- REQUEST: Edit each of the entries below by swapping every occurrence of "marker" for "pin", keeping all other wording, numbers and line breaks intact.

- RECORD EXTRACTS:
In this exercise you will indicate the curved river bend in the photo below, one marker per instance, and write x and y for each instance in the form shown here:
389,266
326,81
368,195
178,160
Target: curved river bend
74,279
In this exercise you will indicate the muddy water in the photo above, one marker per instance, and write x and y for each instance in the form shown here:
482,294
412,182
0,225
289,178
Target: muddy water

- TASK RESULT:
In this exercise you will indicate the curved river bend in the photo below, one pin per instance, and write x and y for each instance in the form shown here:
389,266
326,81
368,195
178,160
Target: curved river bend
74,279
In this exercise you will indicate the muddy water in the photo above, one pin per instance, and write x and y for each instance in the form shown here:
482,294
412,182
0,225
289,178
Target: muddy water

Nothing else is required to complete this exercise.